*** RECORDED INFORMATION ***
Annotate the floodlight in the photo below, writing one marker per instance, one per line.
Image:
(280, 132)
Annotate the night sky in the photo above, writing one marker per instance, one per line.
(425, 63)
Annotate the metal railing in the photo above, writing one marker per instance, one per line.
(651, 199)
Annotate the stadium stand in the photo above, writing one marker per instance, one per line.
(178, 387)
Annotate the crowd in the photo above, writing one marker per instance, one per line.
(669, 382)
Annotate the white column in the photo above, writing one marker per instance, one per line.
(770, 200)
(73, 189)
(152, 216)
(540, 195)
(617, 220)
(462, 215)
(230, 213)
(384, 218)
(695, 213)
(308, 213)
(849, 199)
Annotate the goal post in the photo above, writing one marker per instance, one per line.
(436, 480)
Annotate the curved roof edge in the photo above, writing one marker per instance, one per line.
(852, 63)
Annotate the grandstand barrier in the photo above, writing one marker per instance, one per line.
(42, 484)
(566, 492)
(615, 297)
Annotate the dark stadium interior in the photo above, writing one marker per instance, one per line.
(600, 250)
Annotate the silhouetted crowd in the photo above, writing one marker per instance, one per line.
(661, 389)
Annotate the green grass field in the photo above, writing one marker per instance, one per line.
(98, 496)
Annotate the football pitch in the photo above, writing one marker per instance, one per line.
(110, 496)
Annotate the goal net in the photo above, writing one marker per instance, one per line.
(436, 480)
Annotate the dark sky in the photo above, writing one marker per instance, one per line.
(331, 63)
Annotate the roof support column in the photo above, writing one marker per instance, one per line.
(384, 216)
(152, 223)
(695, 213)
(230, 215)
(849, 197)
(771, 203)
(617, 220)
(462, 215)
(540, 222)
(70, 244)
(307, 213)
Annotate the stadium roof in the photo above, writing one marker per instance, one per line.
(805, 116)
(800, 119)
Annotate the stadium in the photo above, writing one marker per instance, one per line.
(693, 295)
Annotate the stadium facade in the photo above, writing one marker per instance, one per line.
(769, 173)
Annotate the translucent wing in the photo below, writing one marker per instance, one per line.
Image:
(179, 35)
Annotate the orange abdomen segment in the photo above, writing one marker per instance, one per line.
***
Pull out every one of the entries above and reproduce each word for word, keeping them in their original order.

Annotate the floodlight in the photo below, writing one marker per instance, one per line.
Image:
(280, 132)
Annotate the night sky in the photo above, writing one marker per instance, one per line.
(425, 63)
Annotate the metal railing in the photo above, writing one marker per instance, one per line.
(651, 199)
Annotate the stadium stand in the photo above, writing one marker per instance, one per line.
(178, 387)
Annotate the crowd in the photo above, writing one marker per instance, one per line.
(669, 382)
Annotate the white column in the photo above, writing one marker per instance, one per line.
(770, 200)
(73, 189)
(152, 216)
(540, 195)
(617, 220)
(462, 215)
(230, 213)
(384, 218)
(695, 213)
(308, 213)
(849, 199)
Annotate the goal post in the photo above, writing one marker per instance, one per line.
(436, 480)
Annotate the curved roof edge in the photo above, writing one marker per instance, one per line.
(852, 63)
Annotate the grandstand barrier in the photo above, writing one marker per instance, one per line.
(42, 484)
(566, 492)
(615, 297)
Annotate the dark stadium interior in the photo above, writing one marker per instance, one per line.
(600, 250)
Annotate the silhouetted crowd in the photo above, writing one marker per instance, one per line.
(661, 389)
Annotate the green grass field in the photo above, writing one marker per instance, one per line.
(98, 496)
Annotate the football pitch in the photo above, writing one marker per instance, one per line.
(110, 496)
Annotate the goal net in the photo above, writing one marker per instance, one per line.
(436, 480)
Annotate the dark sky in the photo above, writing one marker per instance, one per line.
(331, 63)
Annotate the roof support column in the photo above, writing one marker per instance, one per line.
(384, 216)
(152, 223)
(695, 213)
(230, 215)
(849, 197)
(771, 203)
(617, 220)
(462, 215)
(540, 222)
(70, 244)
(307, 213)
Annotate the stadium roof in the photo above, writing one marker per instance, one per line.
(805, 116)
(800, 119)
Annotate the stadium in the photo above, writing one marker per instance, one per line.
(693, 295)
Annotate the stadium facade in the photo above, writing one marker per instance, one per line.
(769, 173)
Annotate the translucent wing in the photo below, writing one marker per instance, one per line.
Image:
(179, 35)
Annotate the orange abdomen segment in the photo above, writing one marker per instance, one per line.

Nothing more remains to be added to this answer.